Instruction:
Starting with the line that contains "Exercise. Identify every instance of the car front", reproduce each line through the end of the listing below, with no other output.

(Extracted records)

────────────────────────────────────────

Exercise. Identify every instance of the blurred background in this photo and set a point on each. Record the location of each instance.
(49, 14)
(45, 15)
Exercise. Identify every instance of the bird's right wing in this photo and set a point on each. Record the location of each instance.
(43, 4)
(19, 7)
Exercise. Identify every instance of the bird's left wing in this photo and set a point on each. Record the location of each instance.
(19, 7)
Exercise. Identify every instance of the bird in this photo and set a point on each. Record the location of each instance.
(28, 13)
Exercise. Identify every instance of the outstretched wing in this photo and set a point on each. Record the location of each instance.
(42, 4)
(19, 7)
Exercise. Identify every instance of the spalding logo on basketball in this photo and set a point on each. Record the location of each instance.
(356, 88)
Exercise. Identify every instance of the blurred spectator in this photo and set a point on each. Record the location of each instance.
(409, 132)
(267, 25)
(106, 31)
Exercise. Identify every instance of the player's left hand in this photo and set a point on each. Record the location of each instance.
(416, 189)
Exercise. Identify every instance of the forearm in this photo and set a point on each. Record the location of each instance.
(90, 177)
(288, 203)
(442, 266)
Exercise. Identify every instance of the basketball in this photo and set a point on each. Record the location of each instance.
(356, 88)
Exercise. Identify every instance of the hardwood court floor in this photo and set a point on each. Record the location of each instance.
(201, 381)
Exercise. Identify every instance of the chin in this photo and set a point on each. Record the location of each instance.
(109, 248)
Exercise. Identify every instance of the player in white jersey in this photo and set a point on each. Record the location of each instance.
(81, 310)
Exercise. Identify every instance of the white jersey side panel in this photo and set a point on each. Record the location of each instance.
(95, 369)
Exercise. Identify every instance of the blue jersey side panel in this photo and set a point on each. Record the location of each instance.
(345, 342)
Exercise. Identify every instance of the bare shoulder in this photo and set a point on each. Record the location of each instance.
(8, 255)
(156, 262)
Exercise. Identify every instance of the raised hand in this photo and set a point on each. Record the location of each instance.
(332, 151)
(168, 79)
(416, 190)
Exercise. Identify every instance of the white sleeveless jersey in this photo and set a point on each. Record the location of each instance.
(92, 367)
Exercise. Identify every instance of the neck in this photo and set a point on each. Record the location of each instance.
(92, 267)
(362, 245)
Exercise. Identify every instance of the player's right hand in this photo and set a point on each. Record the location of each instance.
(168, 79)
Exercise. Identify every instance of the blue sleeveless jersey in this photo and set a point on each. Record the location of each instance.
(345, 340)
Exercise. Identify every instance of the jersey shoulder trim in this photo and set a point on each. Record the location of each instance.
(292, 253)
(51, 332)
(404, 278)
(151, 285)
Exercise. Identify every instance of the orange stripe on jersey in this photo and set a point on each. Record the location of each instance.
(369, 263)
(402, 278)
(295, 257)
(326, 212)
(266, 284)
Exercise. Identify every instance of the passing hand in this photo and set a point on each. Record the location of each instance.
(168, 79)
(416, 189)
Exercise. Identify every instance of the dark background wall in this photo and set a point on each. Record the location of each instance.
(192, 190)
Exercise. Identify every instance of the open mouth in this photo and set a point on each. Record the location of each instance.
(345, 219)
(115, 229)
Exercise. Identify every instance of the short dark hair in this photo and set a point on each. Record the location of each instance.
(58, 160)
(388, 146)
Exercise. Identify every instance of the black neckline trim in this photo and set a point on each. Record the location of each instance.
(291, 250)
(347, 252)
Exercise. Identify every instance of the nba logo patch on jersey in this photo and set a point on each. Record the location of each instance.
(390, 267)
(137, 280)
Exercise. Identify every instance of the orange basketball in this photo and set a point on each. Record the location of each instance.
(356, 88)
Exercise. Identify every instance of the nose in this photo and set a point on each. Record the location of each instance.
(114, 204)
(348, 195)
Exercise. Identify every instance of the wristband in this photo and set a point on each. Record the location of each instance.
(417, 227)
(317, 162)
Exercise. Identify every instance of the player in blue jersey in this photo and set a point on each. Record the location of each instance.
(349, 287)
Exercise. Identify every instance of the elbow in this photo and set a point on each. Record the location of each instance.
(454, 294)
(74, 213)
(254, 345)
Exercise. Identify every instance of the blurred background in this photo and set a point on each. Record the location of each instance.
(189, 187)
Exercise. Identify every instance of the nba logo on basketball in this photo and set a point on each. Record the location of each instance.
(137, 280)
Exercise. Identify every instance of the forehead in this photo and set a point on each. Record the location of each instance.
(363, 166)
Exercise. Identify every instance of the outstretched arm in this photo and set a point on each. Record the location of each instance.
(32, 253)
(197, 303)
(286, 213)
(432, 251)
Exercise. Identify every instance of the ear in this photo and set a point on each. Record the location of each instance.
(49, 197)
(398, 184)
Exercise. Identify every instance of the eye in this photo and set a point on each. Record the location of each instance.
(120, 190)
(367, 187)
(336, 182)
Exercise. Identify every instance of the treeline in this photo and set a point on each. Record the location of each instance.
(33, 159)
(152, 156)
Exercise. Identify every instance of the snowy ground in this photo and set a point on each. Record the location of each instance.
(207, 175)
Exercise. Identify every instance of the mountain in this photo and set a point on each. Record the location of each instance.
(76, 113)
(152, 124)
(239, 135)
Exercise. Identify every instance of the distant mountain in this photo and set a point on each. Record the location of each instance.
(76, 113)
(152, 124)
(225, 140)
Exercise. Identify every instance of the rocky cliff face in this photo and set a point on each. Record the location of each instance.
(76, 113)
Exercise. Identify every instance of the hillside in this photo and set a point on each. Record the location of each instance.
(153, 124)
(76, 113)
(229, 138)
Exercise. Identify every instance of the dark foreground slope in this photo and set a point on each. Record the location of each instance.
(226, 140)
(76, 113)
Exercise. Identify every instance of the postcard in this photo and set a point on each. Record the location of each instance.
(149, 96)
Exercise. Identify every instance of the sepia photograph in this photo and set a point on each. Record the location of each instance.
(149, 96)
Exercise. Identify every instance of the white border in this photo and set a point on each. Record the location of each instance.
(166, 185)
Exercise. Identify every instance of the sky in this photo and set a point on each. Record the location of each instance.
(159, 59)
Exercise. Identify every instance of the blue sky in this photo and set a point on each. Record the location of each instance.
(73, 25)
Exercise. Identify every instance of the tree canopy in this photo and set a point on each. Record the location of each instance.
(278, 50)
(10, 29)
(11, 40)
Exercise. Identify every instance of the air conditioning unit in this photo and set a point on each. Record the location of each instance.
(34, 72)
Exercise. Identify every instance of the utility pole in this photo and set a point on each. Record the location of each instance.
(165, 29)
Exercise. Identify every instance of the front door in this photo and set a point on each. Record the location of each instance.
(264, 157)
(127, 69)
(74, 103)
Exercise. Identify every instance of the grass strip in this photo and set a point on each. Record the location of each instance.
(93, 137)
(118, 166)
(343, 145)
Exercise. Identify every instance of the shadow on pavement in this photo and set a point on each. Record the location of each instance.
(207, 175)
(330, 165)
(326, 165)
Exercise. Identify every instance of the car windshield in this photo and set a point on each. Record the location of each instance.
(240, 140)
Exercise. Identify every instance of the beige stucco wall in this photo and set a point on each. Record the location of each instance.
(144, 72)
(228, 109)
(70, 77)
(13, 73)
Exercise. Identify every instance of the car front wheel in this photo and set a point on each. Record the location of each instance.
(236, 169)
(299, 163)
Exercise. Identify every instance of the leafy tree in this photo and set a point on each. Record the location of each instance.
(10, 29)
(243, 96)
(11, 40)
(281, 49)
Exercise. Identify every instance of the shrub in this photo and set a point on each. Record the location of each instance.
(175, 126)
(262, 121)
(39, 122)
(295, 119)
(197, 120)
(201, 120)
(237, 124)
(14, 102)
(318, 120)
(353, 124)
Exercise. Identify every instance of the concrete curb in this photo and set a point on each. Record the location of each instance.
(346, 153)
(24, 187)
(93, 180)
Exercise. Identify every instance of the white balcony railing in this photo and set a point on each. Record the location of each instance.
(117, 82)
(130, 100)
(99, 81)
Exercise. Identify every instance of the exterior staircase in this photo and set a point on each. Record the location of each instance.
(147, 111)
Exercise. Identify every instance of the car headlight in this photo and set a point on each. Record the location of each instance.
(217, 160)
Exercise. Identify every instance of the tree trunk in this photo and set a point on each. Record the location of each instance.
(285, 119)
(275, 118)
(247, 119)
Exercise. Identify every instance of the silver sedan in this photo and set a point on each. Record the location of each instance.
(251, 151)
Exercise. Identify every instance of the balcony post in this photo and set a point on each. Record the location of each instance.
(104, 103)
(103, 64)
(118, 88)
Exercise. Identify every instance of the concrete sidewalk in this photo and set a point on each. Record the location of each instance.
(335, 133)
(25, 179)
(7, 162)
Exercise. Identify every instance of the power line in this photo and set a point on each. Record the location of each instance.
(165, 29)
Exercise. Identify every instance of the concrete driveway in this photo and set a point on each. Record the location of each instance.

────────────────────────────────────────

Answer for the task:
Exercise. Identify every instance of the car front wheel in this photo and set a point on each. Record the location of each instance.
(236, 169)
(299, 163)
Exercise. Identify every instance of the leafy tree in this photo and set a point on each. Record the location of each instance.
(10, 29)
(243, 96)
(11, 40)
(281, 49)
Exercise. Identify every instance of the shrub in this photo and set a point on each. Record the location of each instance.
(175, 126)
(262, 121)
(39, 122)
(295, 119)
(197, 120)
(201, 120)
(237, 124)
(14, 102)
(318, 120)
(353, 124)
Exercise. Identify every instance of the concrete curb in this photo and set a point on each. Record the location of each instance.
(346, 153)
(24, 187)
(93, 180)
Exercise. Identify every instance of the white balcony railing in this photo and set a point on each. Record the location of each instance.
(117, 82)
(130, 100)
(99, 81)
Exercise. Identify every instance of the exterior staircase in this photo and set a point on each. Record the location of each instance.
(147, 111)
Exercise. Identify every instance of the car headlight in this photo and set a point on each. Record the location of each instance.
(217, 160)
Exercise. Identify every instance of the tree trunk in this photo and set a point on each. Record the location of each instance.
(285, 119)
(275, 118)
(247, 119)
Exercise. Identify every instance of the silver sedan in this photo and set a point on each. Record the location of each instance.
(251, 151)
Exercise. Identify every instance of the balcony post in this photo and set a point on each. Record the location of each instance.
(104, 103)
(103, 64)
(118, 88)
Exercise. Identify every instance of the concrete sidewalk in this photo and set a point on each. Record the location of each instance.
(335, 133)
(25, 179)
(7, 162)
Exercise. Identify every instance of the power line in this photo and set a point on each. Record the location of each instance.
(165, 29)
Exercise. Identify every instance of the concrete driveway in this photo and set a point on each. Record the location of each instance.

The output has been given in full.